Make an exact copy of all the entries, but do not reproduce the pictures.
# START OF Available records
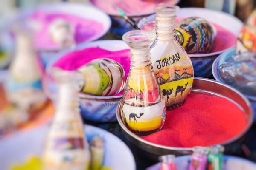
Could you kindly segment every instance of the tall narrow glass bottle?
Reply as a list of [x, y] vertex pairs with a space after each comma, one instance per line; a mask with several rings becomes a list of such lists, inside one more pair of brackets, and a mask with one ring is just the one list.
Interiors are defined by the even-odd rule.
[[167, 109], [182, 105], [190, 92], [194, 77], [192, 63], [175, 38], [177, 6], [156, 8], [157, 39], [151, 47], [154, 71]]
[[89, 144], [84, 135], [79, 103], [81, 76], [78, 73], [59, 70], [54, 73], [58, 85], [58, 97], [55, 115], [46, 139], [43, 158], [44, 169], [88, 168]]
[[131, 48], [131, 67], [121, 101], [123, 122], [138, 135], [160, 130], [166, 114], [163, 94], [153, 71], [150, 47], [155, 39], [153, 32], [135, 30], [123, 40]]
[[42, 107], [47, 100], [42, 88], [42, 70], [31, 33], [19, 28], [15, 38], [15, 57], [6, 85], [7, 98], [20, 108], [34, 110]]

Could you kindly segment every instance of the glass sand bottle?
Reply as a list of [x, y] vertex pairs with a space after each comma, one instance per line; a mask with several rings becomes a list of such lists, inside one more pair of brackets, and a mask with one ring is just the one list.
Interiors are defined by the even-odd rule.
[[54, 76], [58, 85], [58, 101], [46, 141], [44, 169], [87, 170], [90, 156], [78, 96], [82, 76], [57, 70]]
[[167, 109], [182, 105], [192, 87], [194, 70], [187, 54], [175, 38], [177, 6], [156, 8], [157, 39], [150, 52], [154, 71]]
[[222, 162], [224, 150], [224, 147], [220, 145], [209, 147], [209, 153], [208, 156], [208, 170], [221, 170], [223, 169]]
[[160, 170], [175, 170], [175, 159], [174, 155], [166, 155], [160, 156], [159, 161], [161, 162]]
[[121, 102], [122, 118], [127, 127], [138, 135], [160, 130], [166, 108], [150, 60], [150, 47], [155, 39], [151, 31], [135, 30], [124, 34], [131, 48], [131, 67]]
[[31, 33], [18, 28], [15, 33], [15, 52], [6, 87], [7, 97], [19, 108], [35, 111], [43, 107], [47, 99], [42, 87], [41, 65], [33, 48]]

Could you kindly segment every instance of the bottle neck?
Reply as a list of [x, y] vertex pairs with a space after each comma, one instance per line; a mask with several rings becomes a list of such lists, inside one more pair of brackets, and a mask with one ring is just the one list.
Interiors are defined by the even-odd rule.
[[175, 38], [175, 19], [174, 14], [170, 16], [157, 13], [157, 39], [160, 40], [170, 40]]
[[68, 114], [80, 112], [78, 85], [74, 82], [61, 82], [58, 85], [56, 113]]
[[152, 71], [152, 68], [149, 46], [143, 48], [131, 49], [131, 71]]

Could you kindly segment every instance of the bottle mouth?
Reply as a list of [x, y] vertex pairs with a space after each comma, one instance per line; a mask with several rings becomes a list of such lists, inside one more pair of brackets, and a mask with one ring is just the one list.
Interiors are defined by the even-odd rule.
[[156, 39], [156, 35], [154, 33], [146, 30], [131, 31], [122, 36], [123, 40], [130, 47], [133, 48], [150, 46]]
[[177, 6], [159, 6], [154, 9], [157, 15], [164, 17], [175, 16], [179, 9], [180, 7]]

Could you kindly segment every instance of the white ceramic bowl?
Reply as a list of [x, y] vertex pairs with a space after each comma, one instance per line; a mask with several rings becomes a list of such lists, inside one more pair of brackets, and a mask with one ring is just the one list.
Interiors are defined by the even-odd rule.
[[[47, 77], [50, 74], [52, 66], [55, 62], [65, 54], [74, 51], [93, 47], [99, 47], [111, 51], [129, 48], [124, 41], [117, 40], [99, 40], [81, 44], [74, 50], [69, 50], [62, 52], [54, 57], [47, 65]], [[53, 101], [55, 100], [57, 90], [55, 82], [49, 79], [46, 79], [44, 82], [44, 88], [47, 95]], [[101, 96], [81, 93], [79, 96], [81, 114], [84, 119], [100, 122], [116, 121], [116, 110], [118, 102], [122, 96], [121, 95]]]
[[[15, 134], [15, 136], [0, 141], [0, 169], [10, 169], [8, 168], [14, 164], [24, 163], [32, 155], [40, 156], [43, 151], [48, 127], [48, 125], [46, 125], [26, 133]], [[84, 129], [89, 140], [98, 134], [102, 135], [105, 150], [104, 166], [113, 170], [135, 170], [135, 163], [131, 152], [119, 139], [105, 130], [94, 126], [85, 125]]]
[[[92, 41], [102, 37], [109, 30], [111, 26], [110, 17], [104, 12], [98, 9], [93, 6], [85, 3], [61, 3], [42, 5], [38, 7], [26, 11], [21, 11], [17, 13], [16, 16], [7, 23], [5, 27], [5, 31], [8, 32], [10, 27], [14, 23], [20, 20], [28, 18], [34, 12], [38, 10], [46, 12], [53, 12], [55, 13], [61, 13], [72, 14], [82, 18], [89, 19], [99, 22], [103, 25], [103, 30], [100, 33], [94, 35], [86, 42]], [[44, 47], [42, 49], [37, 49], [41, 51], [58, 51], [51, 47]]]

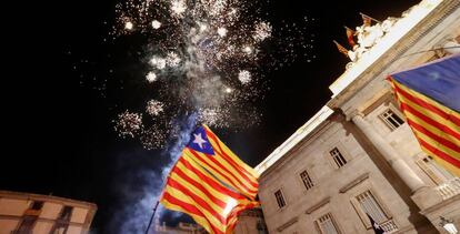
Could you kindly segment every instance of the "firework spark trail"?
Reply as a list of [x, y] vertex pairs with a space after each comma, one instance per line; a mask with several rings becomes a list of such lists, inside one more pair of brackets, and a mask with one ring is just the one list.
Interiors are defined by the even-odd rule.
[[[111, 233], [139, 234], [144, 233], [147, 224], [152, 214], [152, 206], [159, 200], [166, 179], [181, 155], [184, 145], [190, 141], [190, 134], [197, 124], [197, 114], [190, 114], [188, 118], [178, 120], [177, 140], [164, 153], [168, 154], [168, 161], [160, 170], [154, 170], [152, 165], [146, 162], [141, 166], [127, 166], [126, 160], [120, 164], [124, 171], [121, 180], [118, 180], [117, 192], [121, 192], [124, 201], [121, 211], [116, 212], [111, 222]], [[149, 161], [150, 164], [152, 161]], [[129, 164], [129, 163], [128, 163]], [[126, 171], [129, 171], [128, 173]], [[159, 206], [157, 218], [164, 214], [166, 210]], [[171, 213], [173, 216], [180, 213]]]
[[257, 123], [260, 114], [254, 103], [266, 88], [260, 61], [279, 55], [264, 53], [263, 45], [277, 41], [284, 54], [280, 61], [263, 61], [270, 67], [292, 62], [297, 47], [311, 47], [300, 26], [283, 23], [278, 29], [264, 21], [257, 1], [128, 0], [116, 11], [113, 34], [140, 33], [151, 41], [146, 83], [158, 90], [153, 99], [164, 111], [152, 114], [156, 108], [148, 108], [144, 119], [153, 118], [152, 124], [142, 121], [137, 130], [147, 149], [163, 146], [171, 131], [158, 125], [169, 126], [186, 112], [197, 112], [200, 122], [217, 128]]
[[[139, 139], [148, 150], [176, 142], [164, 150], [169, 157], [160, 173], [141, 167], [134, 172], [142, 179], [140, 192], [126, 191], [137, 202], [127, 204], [117, 228], [142, 233], [161, 183], [194, 126], [234, 130], [257, 124], [256, 103], [267, 89], [261, 74], [289, 64], [299, 54], [296, 50], [307, 51], [312, 41], [301, 26], [281, 22], [279, 28], [280, 22], [263, 20], [258, 2], [250, 0], [126, 0], [116, 12], [114, 38], [141, 34], [149, 41], [143, 79], [152, 89], [143, 110], [121, 113], [116, 130]], [[267, 43], [279, 51], [264, 51]]]

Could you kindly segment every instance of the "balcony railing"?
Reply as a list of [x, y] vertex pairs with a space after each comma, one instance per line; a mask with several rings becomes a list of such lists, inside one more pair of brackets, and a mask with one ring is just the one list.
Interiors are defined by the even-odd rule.
[[460, 194], [460, 177], [453, 177], [436, 187], [442, 200]]
[[393, 233], [398, 231], [398, 226], [394, 224], [393, 220], [388, 220], [380, 224], [380, 227], [384, 231], [384, 233]]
# END OF Available records
:: Answer ::
Could you kindly segment every instance of the tall narrow glass bottle?
Reply as a list of [x, y] vertex pairs with a space after each comma, one instance per line; a mask with several rings becomes a list of such lists, inside one more pair of brackets, and a mask with one ring is just the one list.
Interiors are defined by the even-odd rule.
[[167, 109], [182, 105], [190, 92], [194, 77], [192, 63], [175, 38], [177, 6], [156, 8], [157, 39], [151, 47], [154, 71]]
[[89, 144], [84, 135], [79, 103], [81, 76], [78, 73], [59, 70], [54, 73], [58, 85], [58, 97], [55, 115], [46, 139], [43, 158], [44, 169], [88, 168]]
[[131, 48], [131, 67], [121, 101], [123, 122], [138, 135], [160, 130], [166, 114], [163, 94], [153, 71], [150, 47], [155, 39], [153, 32], [135, 30], [123, 40]]
[[42, 107], [47, 100], [42, 88], [42, 70], [31, 33], [19, 28], [15, 38], [15, 57], [6, 85], [7, 98], [20, 108], [34, 110]]

Could you kindly segment every instance of the glass sand bottle?
Reply as a list of [x, y] vertex pairs with a space after each comma, one instance per line; a mask with several rings becomes a list of such lists, inside one more pair of brackets, and a mask with one ring is just the one list.
Interiors are defined by the even-odd rule.
[[54, 76], [58, 85], [58, 101], [46, 141], [44, 169], [87, 170], [90, 156], [78, 96], [82, 76], [57, 70]]
[[167, 109], [182, 105], [192, 87], [194, 70], [187, 54], [175, 38], [177, 6], [156, 8], [157, 39], [150, 52], [154, 71]]
[[222, 162], [224, 150], [224, 147], [220, 145], [209, 147], [209, 153], [208, 156], [208, 170], [221, 170], [223, 169]]
[[160, 170], [175, 170], [175, 159], [174, 155], [166, 155], [160, 156], [159, 161], [161, 162]]
[[121, 102], [122, 118], [127, 127], [138, 135], [160, 130], [166, 108], [150, 60], [150, 47], [155, 39], [151, 31], [135, 30], [124, 34], [131, 48], [131, 67]]
[[31, 33], [18, 28], [15, 33], [15, 52], [6, 87], [7, 97], [19, 108], [35, 111], [43, 107], [47, 99], [42, 87], [41, 65], [33, 48]]

Could you kindly segment every instance of the bottle neck?
Reply as a list of [x, y] vertex pairs with a space after each comma, one instance per line; a mask with several rings becomes a list of such lists, inside one more pair of brackets, and a mask with one ring is just the one list.
Interiors are defined by the even-odd rule.
[[175, 38], [175, 19], [174, 14], [170, 16], [157, 13], [157, 39], [160, 40], [170, 40]]
[[68, 114], [80, 112], [78, 85], [74, 82], [61, 82], [58, 85], [56, 113]]
[[152, 71], [152, 68], [149, 46], [143, 48], [131, 49], [131, 71]]

Could you kindly segment every instance of the bottle mouth?
Reply as a list of [x, y] vertex pairs with a space after each comma, one instance per line; a mask with several rings becomes a list of such lists, inside one more pair of brackets, and a mask with one ring is just the one list.
Interiors are defined by the even-odd rule.
[[156, 39], [156, 35], [154, 33], [146, 30], [131, 31], [122, 36], [123, 40], [130, 47], [133, 48], [150, 46]]
[[177, 6], [159, 6], [154, 9], [157, 15], [164, 17], [175, 16], [179, 9], [180, 7]]

Could you kindly segment every instance of the white ceramic bowl?
Reply as a list of [x, y] vertex pairs with a space after each comma, one instance per line; a mask with several rings becomes a list of such lists, inside one more pair of brackets, and a mask with one ring is just the one list.
Interiors are defined by the even-odd rule.
[[[47, 77], [50, 74], [52, 66], [55, 62], [65, 54], [74, 51], [93, 47], [99, 47], [111, 51], [129, 48], [124, 41], [117, 40], [99, 40], [81, 44], [74, 50], [69, 50], [62, 52], [54, 57], [47, 65]], [[53, 101], [55, 100], [57, 90], [55, 82], [49, 79], [46, 79], [44, 82], [44, 88], [47, 95]], [[101, 96], [81, 93], [79, 96], [81, 114], [84, 119], [100, 122], [116, 121], [116, 110], [118, 102], [122, 96], [121, 95]]]
[[[15, 134], [15, 136], [0, 141], [0, 169], [10, 169], [8, 168], [14, 164], [24, 163], [32, 155], [40, 156], [43, 151], [48, 127], [48, 125], [46, 125], [26, 133]], [[84, 129], [89, 140], [98, 134], [102, 135], [105, 150], [104, 166], [113, 170], [135, 170], [135, 163], [131, 152], [119, 139], [105, 130], [94, 126], [85, 125]]]
[[[92, 41], [102, 37], [109, 30], [111, 26], [110, 17], [104, 12], [98, 9], [93, 6], [85, 3], [61, 3], [42, 5], [38, 7], [26, 11], [21, 11], [17, 13], [16, 16], [7, 23], [5, 27], [5, 31], [8, 32], [10, 27], [14, 23], [20, 20], [28, 18], [34, 12], [38, 10], [46, 12], [53, 12], [55, 13], [61, 13], [72, 14], [82, 18], [89, 19], [99, 22], [103, 25], [103, 30], [100, 33], [94, 35], [86, 42]], [[44, 47], [42, 49], [37, 49], [41, 51], [58, 51], [51, 47]]]

Could you kindly segment every instance of the "firework spark trail"?
Reply as a list of [x, y] vertex pairs with a space after each comma, one instance per line; a mask with several rings becomes a list of such lists, inside one more pair of brackets, and a mask with one ring is just the one list.
Interiors are defined by the even-odd rule.
[[[111, 233], [139, 234], [144, 233], [147, 224], [152, 214], [152, 206], [159, 200], [166, 179], [181, 155], [184, 145], [190, 141], [190, 134], [197, 124], [197, 114], [190, 114], [188, 118], [178, 120], [177, 140], [164, 153], [168, 154], [168, 161], [160, 170], [154, 170], [152, 165], [146, 162], [141, 166], [127, 166], [126, 160], [120, 164], [124, 171], [121, 180], [118, 180], [117, 192], [121, 192], [124, 201], [121, 211], [116, 212], [111, 222]], [[149, 161], [150, 164], [152, 161]], [[129, 164], [129, 163], [128, 163]], [[126, 171], [129, 171], [128, 173]], [[159, 206], [157, 218], [164, 214], [166, 210]], [[171, 213], [173, 216], [180, 213]]]
[[257, 123], [260, 114], [254, 103], [266, 88], [260, 61], [279, 55], [264, 53], [263, 45], [277, 41], [284, 54], [280, 61], [263, 61], [270, 67], [292, 62], [297, 47], [311, 47], [300, 26], [283, 23], [278, 29], [264, 21], [257, 1], [128, 0], [116, 11], [113, 34], [140, 33], [151, 41], [146, 83], [158, 90], [153, 99], [164, 111], [152, 114], [156, 108], [148, 108], [144, 119], [153, 118], [152, 124], [142, 121], [137, 130], [147, 149], [163, 146], [171, 131], [158, 125], [169, 126], [186, 112], [197, 112], [200, 122], [217, 128]]
[[[139, 139], [148, 150], [176, 142], [164, 150], [169, 157], [160, 173], [141, 167], [134, 172], [142, 179], [140, 192], [126, 191], [137, 202], [127, 204], [117, 228], [142, 233], [161, 183], [194, 126], [234, 130], [257, 124], [256, 103], [267, 89], [261, 74], [289, 64], [299, 54], [296, 50], [307, 51], [312, 41], [301, 26], [281, 22], [279, 28], [280, 22], [263, 20], [258, 2], [250, 0], [126, 0], [116, 12], [114, 38], [141, 34], [149, 41], [143, 79], [152, 89], [143, 110], [121, 113], [116, 130]], [[267, 43], [279, 51], [264, 51]]]

Could you kindly segment every instance of the "balcony railing"?
Reply as a list of [x, y] vertex pairs with a space after each comma, one instance per line; a mask with several rings becomes a list of such lists, inside one more pair of brackets, and a mask with one ring is just the one list.
Interiors are defined by the even-odd rule.
[[460, 194], [460, 177], [453, 177], [436, 187], [442, 200]]
[[393, 233], [398, 231], [398, 226], [394, 224], [393, 220], [388, 220], [380, 224], [380, 227], [384, 231], [384, 233]]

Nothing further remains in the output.